::: Records for the exercise
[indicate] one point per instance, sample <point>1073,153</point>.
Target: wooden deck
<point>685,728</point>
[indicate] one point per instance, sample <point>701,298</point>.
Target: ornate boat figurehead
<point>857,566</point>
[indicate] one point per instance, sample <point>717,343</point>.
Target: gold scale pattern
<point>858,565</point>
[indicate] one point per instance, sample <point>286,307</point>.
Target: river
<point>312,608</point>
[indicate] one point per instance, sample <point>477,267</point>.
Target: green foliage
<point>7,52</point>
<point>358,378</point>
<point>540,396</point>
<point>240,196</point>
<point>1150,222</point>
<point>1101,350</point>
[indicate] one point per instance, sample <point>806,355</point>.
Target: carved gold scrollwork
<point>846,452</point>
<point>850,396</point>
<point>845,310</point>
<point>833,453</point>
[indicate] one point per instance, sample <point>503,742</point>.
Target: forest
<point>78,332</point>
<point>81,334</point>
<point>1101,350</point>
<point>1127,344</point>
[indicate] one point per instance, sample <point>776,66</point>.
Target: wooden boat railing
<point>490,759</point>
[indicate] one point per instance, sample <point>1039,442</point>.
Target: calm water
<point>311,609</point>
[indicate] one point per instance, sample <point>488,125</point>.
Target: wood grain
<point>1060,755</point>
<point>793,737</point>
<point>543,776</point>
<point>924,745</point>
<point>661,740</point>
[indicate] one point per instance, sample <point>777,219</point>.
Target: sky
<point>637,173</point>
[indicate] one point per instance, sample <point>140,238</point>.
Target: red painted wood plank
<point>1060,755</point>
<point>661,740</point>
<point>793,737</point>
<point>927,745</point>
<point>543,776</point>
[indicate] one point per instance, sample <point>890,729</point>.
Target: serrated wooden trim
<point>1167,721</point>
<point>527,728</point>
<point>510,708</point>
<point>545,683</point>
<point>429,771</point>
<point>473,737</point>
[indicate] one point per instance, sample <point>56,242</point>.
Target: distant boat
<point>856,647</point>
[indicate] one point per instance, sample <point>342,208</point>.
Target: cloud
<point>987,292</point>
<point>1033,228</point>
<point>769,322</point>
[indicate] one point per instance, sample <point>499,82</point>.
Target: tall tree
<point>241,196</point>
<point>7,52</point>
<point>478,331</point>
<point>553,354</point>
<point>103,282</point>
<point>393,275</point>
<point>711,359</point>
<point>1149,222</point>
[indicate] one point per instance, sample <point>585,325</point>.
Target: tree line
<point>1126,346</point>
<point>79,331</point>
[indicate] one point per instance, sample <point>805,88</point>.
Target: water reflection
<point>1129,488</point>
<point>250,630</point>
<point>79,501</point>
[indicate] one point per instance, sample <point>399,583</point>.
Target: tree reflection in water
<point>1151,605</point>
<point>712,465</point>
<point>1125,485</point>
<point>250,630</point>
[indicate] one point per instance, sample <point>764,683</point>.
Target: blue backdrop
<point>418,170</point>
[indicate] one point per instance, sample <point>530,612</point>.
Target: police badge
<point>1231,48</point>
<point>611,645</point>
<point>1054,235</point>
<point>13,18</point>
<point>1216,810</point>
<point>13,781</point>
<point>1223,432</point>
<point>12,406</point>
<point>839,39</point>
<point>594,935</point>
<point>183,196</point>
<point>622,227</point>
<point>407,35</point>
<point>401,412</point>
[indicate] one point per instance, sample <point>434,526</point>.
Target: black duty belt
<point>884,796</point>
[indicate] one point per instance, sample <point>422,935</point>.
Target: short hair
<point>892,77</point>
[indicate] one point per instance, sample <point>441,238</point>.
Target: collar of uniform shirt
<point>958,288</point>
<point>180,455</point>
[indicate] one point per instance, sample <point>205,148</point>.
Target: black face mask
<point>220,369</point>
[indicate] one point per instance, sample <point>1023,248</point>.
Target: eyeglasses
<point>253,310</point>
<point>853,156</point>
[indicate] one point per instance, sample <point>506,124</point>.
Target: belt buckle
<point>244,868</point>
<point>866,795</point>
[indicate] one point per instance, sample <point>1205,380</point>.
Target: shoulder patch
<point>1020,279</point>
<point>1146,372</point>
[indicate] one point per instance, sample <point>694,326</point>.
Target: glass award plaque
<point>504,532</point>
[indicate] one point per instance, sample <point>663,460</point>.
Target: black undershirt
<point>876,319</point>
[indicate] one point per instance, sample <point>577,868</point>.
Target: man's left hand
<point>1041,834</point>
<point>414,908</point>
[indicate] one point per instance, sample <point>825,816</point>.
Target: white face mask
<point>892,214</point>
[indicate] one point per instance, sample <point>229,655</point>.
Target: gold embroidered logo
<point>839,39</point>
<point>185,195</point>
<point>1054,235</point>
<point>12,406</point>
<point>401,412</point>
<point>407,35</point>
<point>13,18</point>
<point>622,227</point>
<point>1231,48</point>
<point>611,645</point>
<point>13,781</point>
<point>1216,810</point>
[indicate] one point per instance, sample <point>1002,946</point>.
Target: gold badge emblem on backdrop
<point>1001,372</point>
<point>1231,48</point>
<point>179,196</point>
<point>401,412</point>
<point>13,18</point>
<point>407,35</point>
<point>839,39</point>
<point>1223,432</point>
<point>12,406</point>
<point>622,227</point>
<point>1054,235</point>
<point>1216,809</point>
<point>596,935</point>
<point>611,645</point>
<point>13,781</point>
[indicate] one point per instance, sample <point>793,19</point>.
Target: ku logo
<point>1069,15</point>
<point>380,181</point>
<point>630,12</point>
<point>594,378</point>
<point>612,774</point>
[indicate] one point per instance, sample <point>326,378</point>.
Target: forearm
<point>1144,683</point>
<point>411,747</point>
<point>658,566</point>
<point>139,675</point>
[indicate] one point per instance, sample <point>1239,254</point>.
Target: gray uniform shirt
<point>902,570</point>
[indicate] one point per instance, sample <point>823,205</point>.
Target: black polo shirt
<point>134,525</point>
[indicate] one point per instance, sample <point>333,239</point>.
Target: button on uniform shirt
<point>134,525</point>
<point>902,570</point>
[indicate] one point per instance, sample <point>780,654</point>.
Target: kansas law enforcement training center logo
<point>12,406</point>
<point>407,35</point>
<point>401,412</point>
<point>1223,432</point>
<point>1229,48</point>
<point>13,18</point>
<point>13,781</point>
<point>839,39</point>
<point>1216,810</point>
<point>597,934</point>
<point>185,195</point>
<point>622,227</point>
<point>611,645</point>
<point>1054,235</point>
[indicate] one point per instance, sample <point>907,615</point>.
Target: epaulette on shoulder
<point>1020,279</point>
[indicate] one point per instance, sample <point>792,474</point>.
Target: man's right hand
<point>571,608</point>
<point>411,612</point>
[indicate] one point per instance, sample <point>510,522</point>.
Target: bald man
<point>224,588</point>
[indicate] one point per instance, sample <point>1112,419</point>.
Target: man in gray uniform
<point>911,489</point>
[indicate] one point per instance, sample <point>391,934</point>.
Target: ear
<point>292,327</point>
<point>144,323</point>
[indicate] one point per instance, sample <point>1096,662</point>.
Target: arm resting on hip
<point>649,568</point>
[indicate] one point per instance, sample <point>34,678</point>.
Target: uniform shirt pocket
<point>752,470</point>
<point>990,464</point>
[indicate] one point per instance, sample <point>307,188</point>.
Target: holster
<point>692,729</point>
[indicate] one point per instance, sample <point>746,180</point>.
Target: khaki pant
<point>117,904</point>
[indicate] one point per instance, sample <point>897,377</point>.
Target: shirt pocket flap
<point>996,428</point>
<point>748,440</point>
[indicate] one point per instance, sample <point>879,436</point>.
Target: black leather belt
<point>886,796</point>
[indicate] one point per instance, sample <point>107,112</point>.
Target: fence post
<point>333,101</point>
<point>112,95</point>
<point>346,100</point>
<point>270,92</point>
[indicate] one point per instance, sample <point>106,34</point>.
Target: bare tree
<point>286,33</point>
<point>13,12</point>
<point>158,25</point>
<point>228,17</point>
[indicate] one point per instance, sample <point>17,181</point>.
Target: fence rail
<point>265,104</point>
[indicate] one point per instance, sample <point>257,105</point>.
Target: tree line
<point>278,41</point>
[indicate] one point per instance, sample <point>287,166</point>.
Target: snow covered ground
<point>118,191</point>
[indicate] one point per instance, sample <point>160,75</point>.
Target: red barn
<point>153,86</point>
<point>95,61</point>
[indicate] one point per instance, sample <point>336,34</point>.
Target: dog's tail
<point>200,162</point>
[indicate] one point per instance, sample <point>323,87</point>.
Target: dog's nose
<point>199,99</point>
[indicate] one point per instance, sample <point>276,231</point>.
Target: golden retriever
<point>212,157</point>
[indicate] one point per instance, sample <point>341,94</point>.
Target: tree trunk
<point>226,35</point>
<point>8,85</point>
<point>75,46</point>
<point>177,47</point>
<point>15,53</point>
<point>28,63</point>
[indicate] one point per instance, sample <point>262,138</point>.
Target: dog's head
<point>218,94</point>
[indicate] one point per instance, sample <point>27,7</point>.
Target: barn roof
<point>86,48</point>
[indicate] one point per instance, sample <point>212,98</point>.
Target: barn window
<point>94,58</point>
::::::
> [Your task]
Reformat as a numbered list the lines from the one containing "instance, sample <point>399,583</point>." through the one containing "<point>866,795</point>", both included, omitting any blank lines.

> [Answer for the task]
1. [indicate] one point per instance, sample <point>399,583</point>.
2. Target: tree reflection in water
3. <point>1151,605</point>
4. <point>712,465</point>
5. <point>1125,485</point>
6. <point>250,630</point>
7. [indicate] one point per instance, sample <point>764,683</point>.
8. Target: blue backdrop
9. <point>418,170</point>
10. [indicate] one point per instance, sample <point>530,612</point>.
11. Target: police badge
12. <point>1231,48</point>
13. <point>611,645</point>
14. <point>1054,235</point>
15. <point>13,18</point>
16. <point>1216,810</point>
17. <point>13,781</point>
18. <point>1223,432</point>
19. <point>12,406</point>
20. <point>839,39</point>
21. <point>594,935</point>
22. <point>183,196</point>
23. <point>622,227</point>
24. <point>407,35</point>
25. <point>401,412</point>
26. [indicate] one point per instance, sample <point>434,526</point>.
27. Target: black duty belt
28. <point>884,796</point>
29. [indicate] one point per instance, sample <point>422,935</point>.
30. Target: short hair
31. <point>892,77</point>
32. [indicate] one point per instance, sample <point>441,238</point>.
33. Target: collar of uniform shirt
34. <point>958,288</point>
35. <point>180,455</point>
36. [indicate] one point per instance, sample <point>205,148</point>.
37. Target: black face mask
38. <point>220,369</point>
39. [indicate] one point per instance, sample <point>1023,248</point>.
40. Target: eyeglasses
41. <point>253,310</point>
42. <point>853,156</point>
43. [indicate] one point per instance, sample <point>506,124</point>.
44. Target: belt buckle
45. <point>244,868</point>
46. <point>866,795</point>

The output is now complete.